● TEXTAUSZUG
======

Von der Leyen angeschlagen – Baerbock als EU-Kommissionspräsidentin gehandelt

UvdL verliert immer mehr an Rückhalt und Unterstützung. Plötzlich berichten Medien, dass AB ihre Nachfolgerin werden könne. Sehr wahrscheinlich ist es nicht, dass sie an der Spitze der EU-Kommission landet. Aber ein Posten als Kommissarin könnte es werden. Am Ehrgeiz fehlt es ihr nicht, auch wenn sich ihr Ehrgeiz reziprok zu ihren Fähigkeiten verhält.

IMAGO - Collage: TE

Es gibt nichts, was es nicht gibt. Das weiß man aus den sauerstoffarmen Höhen der Politikschaffenden. Jetzt der neueste Knüller: Die feministisch aufgestellte, aufgrund eines britischen Seminarscheins völkerrechtlich peripher tangierte und englisch-radebrechende deutsche Außenministerin Annalena Baerbock (Grüne) könnte EU-Kommissionpräsidentin und damit Nachfolgerin von Ursula von der Leyen (CDU) werden. Das berichten auf der Basis einer Recherche von „Politico“ mittlerweile mehrere deutsche Zeitungen – allen voran BILD.

======

● AUFGABE 1
Entnimm der Auflistung jede Zeile, in der die Zeichenfolge „shelf“ vorkommt.
Textauszug und Auflistung stammen aus unterschiedlichen Quellen.

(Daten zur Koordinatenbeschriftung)
======

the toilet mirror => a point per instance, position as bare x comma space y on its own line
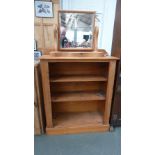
76, 30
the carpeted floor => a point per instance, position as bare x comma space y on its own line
107, 143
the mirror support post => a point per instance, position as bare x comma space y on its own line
96, 31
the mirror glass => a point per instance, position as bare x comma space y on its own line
76, 30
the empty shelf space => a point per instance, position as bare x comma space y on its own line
78, 96
78, 78
62, 120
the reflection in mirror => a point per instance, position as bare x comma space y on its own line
76, 30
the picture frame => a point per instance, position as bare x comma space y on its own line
43, 9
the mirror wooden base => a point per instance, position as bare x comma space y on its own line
80, 129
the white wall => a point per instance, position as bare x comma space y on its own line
107, 16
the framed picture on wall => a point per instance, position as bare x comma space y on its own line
43, 9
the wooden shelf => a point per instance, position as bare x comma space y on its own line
63, 120
78, 78
78, 96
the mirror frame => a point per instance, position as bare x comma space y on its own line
93, 34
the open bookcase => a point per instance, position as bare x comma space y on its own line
77, 93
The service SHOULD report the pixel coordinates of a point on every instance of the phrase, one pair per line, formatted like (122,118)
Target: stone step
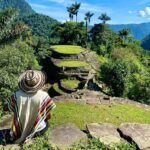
(65,136)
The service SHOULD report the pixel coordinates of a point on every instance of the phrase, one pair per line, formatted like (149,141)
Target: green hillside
(23,7)
(40,24)
(145,43)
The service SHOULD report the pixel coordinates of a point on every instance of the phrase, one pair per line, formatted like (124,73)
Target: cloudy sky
(120,11)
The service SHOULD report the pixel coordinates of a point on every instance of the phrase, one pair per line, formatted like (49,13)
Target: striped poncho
(30,110)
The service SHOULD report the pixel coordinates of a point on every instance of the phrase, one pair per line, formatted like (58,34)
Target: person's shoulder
(42,93)
(18,93)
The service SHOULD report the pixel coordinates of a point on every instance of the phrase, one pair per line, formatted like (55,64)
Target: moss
(81,114)
(70,84)
(73,64)
(67,49)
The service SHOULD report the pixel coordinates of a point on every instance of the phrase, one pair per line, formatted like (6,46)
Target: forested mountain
(40,24)
(23,7)
(139,31)
(146,43)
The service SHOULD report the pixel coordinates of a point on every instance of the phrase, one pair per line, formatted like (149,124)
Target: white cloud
(142,13)
(143,2)
(131,12)
(145,12)
(62,2)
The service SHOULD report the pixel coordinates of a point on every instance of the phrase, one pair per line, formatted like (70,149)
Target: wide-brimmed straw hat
(31,81)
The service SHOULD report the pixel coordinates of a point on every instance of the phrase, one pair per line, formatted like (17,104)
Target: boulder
(139,133)
(65,136)
(106,133)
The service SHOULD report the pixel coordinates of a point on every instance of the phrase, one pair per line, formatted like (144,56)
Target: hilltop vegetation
(41,25)
(23,7)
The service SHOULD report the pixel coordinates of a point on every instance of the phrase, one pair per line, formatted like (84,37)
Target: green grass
(67,49)
(73,64)
(70,84)
(81,114)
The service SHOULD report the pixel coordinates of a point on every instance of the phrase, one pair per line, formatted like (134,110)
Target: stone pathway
(66,135)
(93,97)
(107,133)
(139,133)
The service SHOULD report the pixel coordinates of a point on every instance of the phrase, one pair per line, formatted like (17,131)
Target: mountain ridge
(23,7)
(139,31)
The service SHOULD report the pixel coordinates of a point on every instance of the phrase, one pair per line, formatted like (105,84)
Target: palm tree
(71,11)
(76,7)
(87,18)
(124,33)
(104,18)
(9,28)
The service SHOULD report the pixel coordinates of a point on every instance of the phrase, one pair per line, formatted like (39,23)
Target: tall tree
(71,11)
(124,33)
(104,18)
(87,18)
(76,8)
(9,29)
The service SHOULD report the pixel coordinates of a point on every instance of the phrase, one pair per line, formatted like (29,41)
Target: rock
(12,147)
(107,133)
(139,133)
(66,135)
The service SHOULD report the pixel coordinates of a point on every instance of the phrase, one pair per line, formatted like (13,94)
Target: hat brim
(27,89)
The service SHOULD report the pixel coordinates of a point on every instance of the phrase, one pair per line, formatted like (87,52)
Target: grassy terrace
(70,84)
(67,49)
(74,64)
(81,114)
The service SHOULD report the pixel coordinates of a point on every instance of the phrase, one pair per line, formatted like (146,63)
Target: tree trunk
(76,18)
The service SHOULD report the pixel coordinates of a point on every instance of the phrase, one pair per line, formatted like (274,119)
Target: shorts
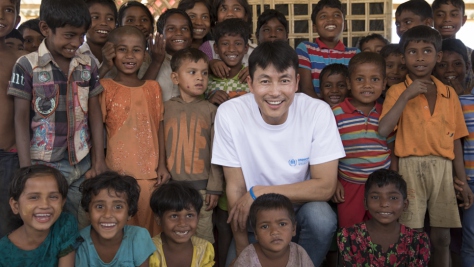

======

● AUFGABE 2
Beantworte kurz die folgenden Fragen zum Textauszug über Annalena Baerbock:
(a) Welchen Posten könnte sie laut Textauszug statt der Spitze der EU-Kommission eher bekommen?
(b) Auf wessen Recherche stützen sich die Berichte der deutschen Zeitungen?
(c) Welcher Partei gehört Ursula von der Leyen an?

● ANTWORT 1
the empty shelf space => a point per instance, position as bare x comma space y on its own line
the wooden shelf => a point per instance, position as bare x comma space y on its own line

● ANTWORT 2
(a) Einen Posten als Kommissarin.
(b) Auf eine Recherche von „Politico“.
(c) Der CDU.